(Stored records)
● ● ● ●

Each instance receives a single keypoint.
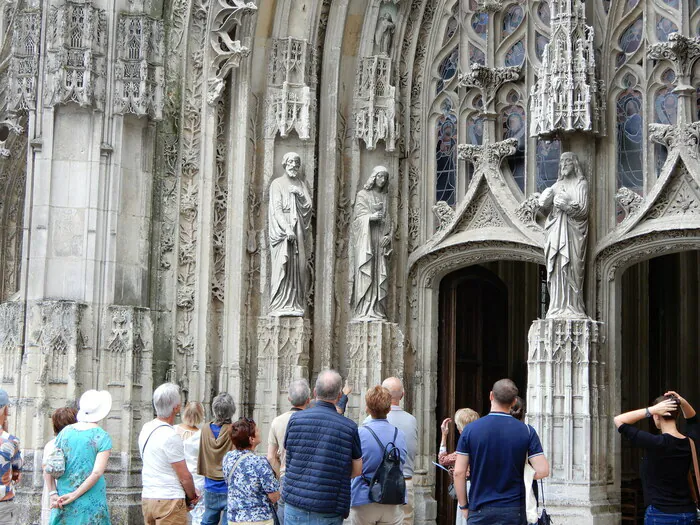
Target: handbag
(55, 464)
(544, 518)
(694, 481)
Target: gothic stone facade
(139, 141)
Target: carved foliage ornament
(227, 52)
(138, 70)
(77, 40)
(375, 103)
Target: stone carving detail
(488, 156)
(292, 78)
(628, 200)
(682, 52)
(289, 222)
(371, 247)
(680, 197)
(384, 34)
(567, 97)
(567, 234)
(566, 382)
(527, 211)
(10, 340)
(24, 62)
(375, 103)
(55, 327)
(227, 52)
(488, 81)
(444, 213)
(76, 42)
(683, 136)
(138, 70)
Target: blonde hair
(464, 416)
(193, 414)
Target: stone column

● ● ● ●

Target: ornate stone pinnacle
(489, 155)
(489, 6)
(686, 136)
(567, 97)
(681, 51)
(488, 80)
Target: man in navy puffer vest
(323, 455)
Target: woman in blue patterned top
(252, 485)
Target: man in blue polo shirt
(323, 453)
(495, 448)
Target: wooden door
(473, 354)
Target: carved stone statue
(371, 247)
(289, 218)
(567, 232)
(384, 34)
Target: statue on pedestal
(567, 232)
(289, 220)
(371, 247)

● ● ● ●

— Task brief —
Duplicate the lines of the records above from the one containing "Each instance receives a single keypoint." through the one containing "Target: stone column", leaving out the pictures.

— The response —
Each instance receives a single keypoint.
Target: handbag
(55, 464)
(544, 518)
(694, 481)
Target: gothic stone facade
(139, 141)
Target: carved foliage ornament
(227, 52)
(138, 70)
(77, 40)
(375, 103)
Target: stone carving detail
(488, 156)
(292, 78)
(628, 200)
(682, 52)
(289, 222)
(371, 247)
(680, 197)
(384, 34)
(567, 97)
(567, 234)
(566, 382)
(527, 211)
(10, 340)
(24, 62)
(375, 103)
(55, 327)
(227, 52)
(488, 81)
(444, 213)
(76, 42)
(683, 136)
(138, 70)
Target: blonde hair
(464, 416)
(193, 414)
Target: stone column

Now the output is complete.